--- ACTIVITY ---
Give back exactly the lines of the material below that start at the line containing "box: [0, 21, 143, 130]" and end at the line containing "positive clicks: (172, 158)", and no others.

--- AVAILABLE DATA ---

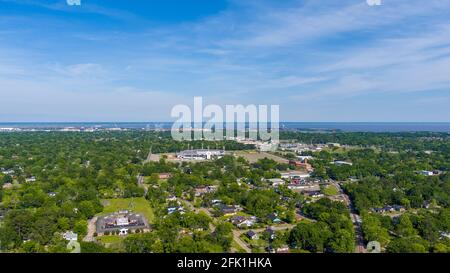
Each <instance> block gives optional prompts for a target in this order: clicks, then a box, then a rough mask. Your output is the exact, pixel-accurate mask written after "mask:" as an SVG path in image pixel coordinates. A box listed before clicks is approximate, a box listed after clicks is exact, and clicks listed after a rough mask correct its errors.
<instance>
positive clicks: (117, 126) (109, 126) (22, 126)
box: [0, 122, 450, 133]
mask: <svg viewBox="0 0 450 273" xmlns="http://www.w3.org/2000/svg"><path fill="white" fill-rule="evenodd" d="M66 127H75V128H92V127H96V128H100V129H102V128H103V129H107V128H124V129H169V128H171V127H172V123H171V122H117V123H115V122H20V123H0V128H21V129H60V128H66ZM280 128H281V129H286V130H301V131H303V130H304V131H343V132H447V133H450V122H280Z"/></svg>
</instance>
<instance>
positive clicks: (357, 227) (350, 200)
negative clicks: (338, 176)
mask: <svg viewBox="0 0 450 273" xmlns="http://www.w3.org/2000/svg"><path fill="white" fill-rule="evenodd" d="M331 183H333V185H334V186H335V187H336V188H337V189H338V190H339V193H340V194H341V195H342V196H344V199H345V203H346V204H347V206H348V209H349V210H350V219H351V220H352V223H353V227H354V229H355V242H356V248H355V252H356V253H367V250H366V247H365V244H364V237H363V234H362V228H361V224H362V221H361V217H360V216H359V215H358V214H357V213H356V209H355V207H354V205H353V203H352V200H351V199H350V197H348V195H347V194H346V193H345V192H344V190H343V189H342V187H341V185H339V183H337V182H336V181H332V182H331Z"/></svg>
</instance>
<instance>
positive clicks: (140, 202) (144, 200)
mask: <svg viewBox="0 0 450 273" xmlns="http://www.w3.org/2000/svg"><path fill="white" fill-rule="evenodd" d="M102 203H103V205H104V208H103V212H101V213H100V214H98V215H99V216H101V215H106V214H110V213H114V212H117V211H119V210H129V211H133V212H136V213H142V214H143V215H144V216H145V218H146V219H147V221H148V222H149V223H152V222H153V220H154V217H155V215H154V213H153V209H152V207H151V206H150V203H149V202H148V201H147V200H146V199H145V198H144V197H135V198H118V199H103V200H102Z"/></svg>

==

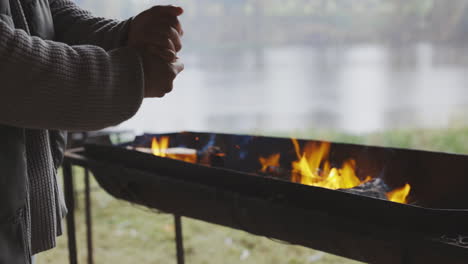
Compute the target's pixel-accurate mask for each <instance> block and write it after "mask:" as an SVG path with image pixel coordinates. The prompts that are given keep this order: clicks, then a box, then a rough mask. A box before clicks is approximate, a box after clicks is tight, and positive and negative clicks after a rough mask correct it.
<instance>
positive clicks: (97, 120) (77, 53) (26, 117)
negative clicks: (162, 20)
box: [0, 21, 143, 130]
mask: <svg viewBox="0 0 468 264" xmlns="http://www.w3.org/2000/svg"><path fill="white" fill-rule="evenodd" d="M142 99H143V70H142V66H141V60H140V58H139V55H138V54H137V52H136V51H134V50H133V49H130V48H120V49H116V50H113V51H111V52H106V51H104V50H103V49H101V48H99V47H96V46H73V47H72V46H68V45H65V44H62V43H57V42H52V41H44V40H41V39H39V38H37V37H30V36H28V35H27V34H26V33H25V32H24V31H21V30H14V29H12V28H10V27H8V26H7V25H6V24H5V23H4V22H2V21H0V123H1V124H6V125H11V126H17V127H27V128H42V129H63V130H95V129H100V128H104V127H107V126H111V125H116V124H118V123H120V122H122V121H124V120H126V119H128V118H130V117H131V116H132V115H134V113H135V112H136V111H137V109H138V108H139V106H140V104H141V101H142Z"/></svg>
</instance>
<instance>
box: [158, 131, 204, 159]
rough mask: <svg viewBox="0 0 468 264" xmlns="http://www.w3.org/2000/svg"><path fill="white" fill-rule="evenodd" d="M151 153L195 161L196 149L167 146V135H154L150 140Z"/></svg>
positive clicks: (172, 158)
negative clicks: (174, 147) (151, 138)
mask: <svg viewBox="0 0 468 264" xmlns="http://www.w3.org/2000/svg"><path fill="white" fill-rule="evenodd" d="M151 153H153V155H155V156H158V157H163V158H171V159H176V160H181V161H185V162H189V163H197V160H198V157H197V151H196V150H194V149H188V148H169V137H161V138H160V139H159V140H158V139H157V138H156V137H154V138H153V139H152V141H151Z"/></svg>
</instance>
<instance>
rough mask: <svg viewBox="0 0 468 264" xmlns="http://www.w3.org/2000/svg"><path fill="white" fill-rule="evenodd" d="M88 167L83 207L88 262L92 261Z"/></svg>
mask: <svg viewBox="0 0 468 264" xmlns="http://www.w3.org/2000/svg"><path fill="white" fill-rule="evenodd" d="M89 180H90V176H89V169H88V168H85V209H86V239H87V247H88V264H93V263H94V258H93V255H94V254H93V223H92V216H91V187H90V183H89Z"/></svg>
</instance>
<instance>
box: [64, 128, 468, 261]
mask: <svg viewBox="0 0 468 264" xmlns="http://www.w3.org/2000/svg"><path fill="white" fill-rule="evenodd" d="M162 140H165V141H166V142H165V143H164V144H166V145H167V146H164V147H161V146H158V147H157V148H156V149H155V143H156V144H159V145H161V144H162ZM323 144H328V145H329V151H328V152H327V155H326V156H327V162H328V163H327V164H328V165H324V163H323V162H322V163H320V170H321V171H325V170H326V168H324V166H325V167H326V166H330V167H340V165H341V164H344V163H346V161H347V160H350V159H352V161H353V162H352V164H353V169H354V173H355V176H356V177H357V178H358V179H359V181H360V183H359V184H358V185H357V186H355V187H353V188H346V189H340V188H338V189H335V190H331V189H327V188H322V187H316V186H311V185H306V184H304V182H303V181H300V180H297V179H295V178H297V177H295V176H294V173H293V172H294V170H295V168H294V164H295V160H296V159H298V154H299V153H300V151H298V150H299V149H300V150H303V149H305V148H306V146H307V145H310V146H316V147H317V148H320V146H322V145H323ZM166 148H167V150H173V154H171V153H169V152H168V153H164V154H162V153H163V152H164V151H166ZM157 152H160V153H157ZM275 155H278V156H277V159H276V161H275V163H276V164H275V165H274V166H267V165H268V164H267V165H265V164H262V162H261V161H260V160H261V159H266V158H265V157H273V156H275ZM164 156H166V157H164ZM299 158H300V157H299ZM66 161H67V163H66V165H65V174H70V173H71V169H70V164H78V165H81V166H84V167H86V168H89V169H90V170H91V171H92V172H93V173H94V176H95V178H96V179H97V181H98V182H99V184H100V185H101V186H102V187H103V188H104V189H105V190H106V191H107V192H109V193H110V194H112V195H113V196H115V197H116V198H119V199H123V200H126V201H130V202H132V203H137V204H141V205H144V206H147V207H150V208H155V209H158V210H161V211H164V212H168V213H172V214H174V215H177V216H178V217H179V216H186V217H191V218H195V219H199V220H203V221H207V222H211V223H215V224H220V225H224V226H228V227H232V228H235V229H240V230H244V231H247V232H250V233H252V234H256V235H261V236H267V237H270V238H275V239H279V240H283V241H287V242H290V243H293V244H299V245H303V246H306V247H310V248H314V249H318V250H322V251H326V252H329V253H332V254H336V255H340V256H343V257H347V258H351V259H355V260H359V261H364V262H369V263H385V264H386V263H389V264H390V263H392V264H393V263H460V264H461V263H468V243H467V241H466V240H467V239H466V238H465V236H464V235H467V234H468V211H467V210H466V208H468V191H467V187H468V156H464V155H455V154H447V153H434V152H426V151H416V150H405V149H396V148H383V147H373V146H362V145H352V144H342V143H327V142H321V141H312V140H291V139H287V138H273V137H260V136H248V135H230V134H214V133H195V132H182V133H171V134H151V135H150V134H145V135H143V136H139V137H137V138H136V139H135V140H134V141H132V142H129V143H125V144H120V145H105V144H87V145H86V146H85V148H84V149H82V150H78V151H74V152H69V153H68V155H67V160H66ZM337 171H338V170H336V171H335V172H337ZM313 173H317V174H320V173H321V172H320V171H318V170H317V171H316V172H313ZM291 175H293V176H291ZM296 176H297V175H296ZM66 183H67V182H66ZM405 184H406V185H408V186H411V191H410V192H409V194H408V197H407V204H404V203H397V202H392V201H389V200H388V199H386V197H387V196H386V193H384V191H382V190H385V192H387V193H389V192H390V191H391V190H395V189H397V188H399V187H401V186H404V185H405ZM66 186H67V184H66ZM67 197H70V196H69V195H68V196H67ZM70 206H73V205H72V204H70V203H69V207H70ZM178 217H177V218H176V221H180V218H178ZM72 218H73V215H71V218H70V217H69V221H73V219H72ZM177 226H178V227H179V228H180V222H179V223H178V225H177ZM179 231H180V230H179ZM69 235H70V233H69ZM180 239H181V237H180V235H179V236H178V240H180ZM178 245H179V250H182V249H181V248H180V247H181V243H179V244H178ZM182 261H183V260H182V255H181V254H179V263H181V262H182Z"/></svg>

--- YOUR SOLUTION ---
box: [0, 21, 143, 130]
mask: <svg viewBox="0 0 468 264" xmlns="http://www.w3.org/2000/svg"><path fill="white" fill-rule="evenodd" d="M142 99H143V70H142V66H141V60H140V58H139V55H138V54H137V52H136V51H134V50H133V49H130V48H120V49H116V50H113V51H111V52H106V51H104V50H103V49H101V48H99V47H96V46H73V47H72V46H68V45H65V44H62V43H57V42H52V41H44V40H41V39H39V38H37V37H30V36H28V35H27V34H26V33H25V32H24V31H21V30H14V29H12V28H10V27H8V26H7V25H6V24H5V23H4V22H2V21H0V123H1V124H6V125H11V126H17V127H27V128H42V129H63V130H95V129H100V128H104V127H107V126H111V125H116V124H118V123H120V122H122V121H124V120H126V119H128V118H130V117H131V116H132V115H134V113H135V112H136V111H137V109H138V108H139V106H140V104H141V101H142Z"/></svg>
</instance>
<instance>
box: [158, 131, 204, 159]
rough mask: <svg viewBox="0 0 468 264" xmlns="http://www.w3.org/2000/svg"><path fill="white" fill-rule="evenodd" d="M151 153L195 161L196 149L167 146V135H154L150 140Z"/></svg>
positive clicks: (172, 158)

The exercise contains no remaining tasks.